* Text extract:
That's the idea, anyway. But the reality is a bit different.

A report from the Center for Health Insurance Reform notes that states have long had the authority to allow cross-border insurance sales, but only six passed legislation allowing it in one form or another. And the experiment has pretty much been a bust, according to health policy experts whose free-market bona fides are unimpeachable.

"The only problem is that such a reform has no effect," the Independent Institute's John Graham writes in The Hill this week. "Back in 2010, Georgia sacrificed its sovereignty to regulate health insurance, but premiums didn't change."

The reason, he says, is that "by far the largest determinant of insurance premiums isn't mandates, it's the provider network tied to a health plan." And those are inherently local in nature.

Merrill Matthews, a resident scholar at the Institute for Policy Innovation and a longtime advocate of free-market health reforms, came to the same conclusion.

"I've tried for 10 years to explain this to Republicans," he told the New York Times. "Just because a good affordable policy is available in another state doesn't mean that I would be able to get the network of physicians and the good prices that are available in that other state."

* Entries:
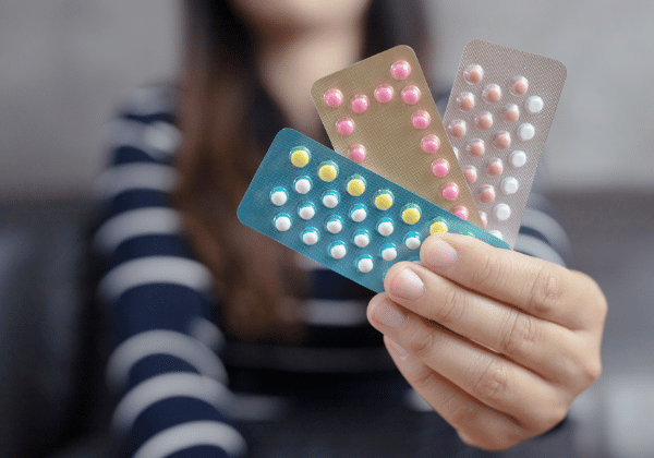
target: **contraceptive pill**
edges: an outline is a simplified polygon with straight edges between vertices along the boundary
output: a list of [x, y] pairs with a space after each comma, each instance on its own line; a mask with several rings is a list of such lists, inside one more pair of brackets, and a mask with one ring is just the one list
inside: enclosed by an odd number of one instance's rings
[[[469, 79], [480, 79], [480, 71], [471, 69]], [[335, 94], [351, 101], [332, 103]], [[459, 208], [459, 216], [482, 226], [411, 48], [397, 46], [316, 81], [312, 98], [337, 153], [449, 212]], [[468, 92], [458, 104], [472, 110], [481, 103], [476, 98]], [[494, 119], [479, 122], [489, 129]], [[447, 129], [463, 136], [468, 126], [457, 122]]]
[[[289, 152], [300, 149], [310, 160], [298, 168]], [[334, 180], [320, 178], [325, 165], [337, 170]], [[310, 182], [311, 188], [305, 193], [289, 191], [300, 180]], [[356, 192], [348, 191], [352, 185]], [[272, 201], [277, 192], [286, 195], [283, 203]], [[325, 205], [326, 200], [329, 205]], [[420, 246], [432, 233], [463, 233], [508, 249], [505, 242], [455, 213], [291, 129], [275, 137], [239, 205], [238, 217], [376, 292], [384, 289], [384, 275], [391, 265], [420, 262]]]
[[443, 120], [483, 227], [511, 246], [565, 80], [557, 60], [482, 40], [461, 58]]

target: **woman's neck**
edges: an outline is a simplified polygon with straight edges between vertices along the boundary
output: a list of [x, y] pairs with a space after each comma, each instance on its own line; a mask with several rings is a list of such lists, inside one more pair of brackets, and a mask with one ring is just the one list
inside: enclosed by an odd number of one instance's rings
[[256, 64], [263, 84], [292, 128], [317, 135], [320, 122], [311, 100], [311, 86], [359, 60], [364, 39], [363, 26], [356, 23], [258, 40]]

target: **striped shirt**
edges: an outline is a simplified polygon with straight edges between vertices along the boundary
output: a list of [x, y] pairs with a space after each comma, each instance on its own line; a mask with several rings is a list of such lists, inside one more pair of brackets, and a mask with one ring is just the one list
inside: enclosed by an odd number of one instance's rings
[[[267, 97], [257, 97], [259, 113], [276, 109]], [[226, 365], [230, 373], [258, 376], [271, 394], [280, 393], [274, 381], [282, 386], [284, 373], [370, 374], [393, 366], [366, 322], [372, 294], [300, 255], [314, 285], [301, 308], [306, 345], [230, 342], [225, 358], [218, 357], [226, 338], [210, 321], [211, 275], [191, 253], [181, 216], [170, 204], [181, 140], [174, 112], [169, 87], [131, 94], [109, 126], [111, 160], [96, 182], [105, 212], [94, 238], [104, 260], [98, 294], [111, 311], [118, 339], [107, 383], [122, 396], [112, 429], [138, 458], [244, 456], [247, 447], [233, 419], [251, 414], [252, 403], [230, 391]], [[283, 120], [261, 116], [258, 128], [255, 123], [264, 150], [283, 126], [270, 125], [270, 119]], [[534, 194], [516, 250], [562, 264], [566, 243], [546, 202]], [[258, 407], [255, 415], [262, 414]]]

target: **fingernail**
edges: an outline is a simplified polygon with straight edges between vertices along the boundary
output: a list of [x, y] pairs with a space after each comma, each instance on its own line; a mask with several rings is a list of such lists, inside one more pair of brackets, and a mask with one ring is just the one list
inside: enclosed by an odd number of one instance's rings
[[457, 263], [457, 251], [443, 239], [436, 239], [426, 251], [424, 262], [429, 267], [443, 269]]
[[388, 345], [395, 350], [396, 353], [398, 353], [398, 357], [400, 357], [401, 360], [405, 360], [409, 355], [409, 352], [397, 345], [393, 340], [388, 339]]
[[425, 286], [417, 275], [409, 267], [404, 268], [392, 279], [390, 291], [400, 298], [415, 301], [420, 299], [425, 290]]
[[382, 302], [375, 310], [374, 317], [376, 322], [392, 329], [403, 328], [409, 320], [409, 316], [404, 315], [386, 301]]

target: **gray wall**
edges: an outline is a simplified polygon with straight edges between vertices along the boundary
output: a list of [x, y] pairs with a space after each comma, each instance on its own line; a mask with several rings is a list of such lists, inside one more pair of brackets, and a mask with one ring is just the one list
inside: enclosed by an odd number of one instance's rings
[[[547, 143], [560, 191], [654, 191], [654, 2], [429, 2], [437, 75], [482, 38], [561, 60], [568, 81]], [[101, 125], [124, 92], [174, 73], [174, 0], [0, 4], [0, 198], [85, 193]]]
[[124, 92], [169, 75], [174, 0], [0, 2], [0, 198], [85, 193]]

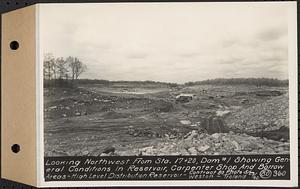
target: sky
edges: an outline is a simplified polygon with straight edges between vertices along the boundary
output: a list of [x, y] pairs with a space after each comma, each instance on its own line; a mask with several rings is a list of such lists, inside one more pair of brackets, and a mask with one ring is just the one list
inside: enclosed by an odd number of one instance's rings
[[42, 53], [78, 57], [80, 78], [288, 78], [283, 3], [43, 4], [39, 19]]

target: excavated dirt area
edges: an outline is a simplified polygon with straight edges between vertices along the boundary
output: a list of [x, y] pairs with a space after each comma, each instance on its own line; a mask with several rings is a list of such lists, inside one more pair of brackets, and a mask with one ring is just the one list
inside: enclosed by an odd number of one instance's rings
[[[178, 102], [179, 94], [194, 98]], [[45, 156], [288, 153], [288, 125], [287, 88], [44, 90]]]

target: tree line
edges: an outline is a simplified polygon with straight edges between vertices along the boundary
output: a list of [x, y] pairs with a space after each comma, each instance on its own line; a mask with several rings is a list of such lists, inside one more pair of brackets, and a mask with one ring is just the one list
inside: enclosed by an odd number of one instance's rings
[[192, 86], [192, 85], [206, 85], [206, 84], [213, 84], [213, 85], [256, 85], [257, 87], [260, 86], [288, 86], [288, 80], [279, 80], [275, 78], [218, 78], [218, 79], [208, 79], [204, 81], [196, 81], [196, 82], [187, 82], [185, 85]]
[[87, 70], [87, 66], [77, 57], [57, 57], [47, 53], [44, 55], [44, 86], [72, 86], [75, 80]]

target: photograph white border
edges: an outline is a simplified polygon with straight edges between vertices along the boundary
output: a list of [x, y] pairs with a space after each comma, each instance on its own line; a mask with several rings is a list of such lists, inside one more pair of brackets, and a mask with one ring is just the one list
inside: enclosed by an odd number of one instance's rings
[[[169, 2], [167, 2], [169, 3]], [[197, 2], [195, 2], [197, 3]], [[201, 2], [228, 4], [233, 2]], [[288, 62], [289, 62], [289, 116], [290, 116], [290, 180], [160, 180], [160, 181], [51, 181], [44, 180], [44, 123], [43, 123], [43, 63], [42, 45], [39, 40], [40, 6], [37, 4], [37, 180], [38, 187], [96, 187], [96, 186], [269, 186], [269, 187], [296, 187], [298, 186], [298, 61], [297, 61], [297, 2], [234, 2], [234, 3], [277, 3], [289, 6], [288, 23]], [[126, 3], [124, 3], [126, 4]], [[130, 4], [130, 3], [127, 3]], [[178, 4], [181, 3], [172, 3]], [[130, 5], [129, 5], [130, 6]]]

* Complete the following:
- a) What does the passage on cross-border health insurance sales say in the stretch from "A report from" through "local in nature."? Copy it word for word.
- b) Which organizations and publications does the passage on cross-border health insurance sales name?
- c) Can you pick up the passage on cross-border health insurance sales after its final sentence and continue it?

* Answers for this exercise:
- a)
A report from the Center for Health Insurance Reform notes that states have long had the authority to allow cross-border insurance sales, but only six passed legislation allowing it in one form or another. And the experiment has pretty much been a bust, according to health policy experts whose free-market bona fides are unimpeachable.

"The only problem is that such a reform has no effect," the Independent Institute's John Graham writes in The Hill this week. "Back in 2010, Georgia sacrificed its sovereignty to regulate health insurance, but premiums didn't change."

The reason, he says, is that "by far the largest determinant of insurance premiums isn't mandates, it's the provider network tied to a health plan." And those are inherently local in nature.

- b)
Center for Health Insurance Reform
Independent Institute
The Hill
Institute for Policy Innovation
New York Times

- c)
To be sure, Trump is hardly the only Republican to propose this idea. It's been a staple of GOP reform plans for years, and just about every other Republican presidential candidate has endorsed it.

But unlike Trump, those other candidates have included cross-state sales as just one piece of a broader package of reforms designed to increase free-market competition and lower premiums.

Before he dropped out, for example, Scott Walker offered a highly detailed reform plan. So has Bobby Jindal. Marco Rubio and others have at least outlined their post-ObamaCare proposals.

Until Trump does the same, he's stuck with one reform idea that could very well be a nonstarter.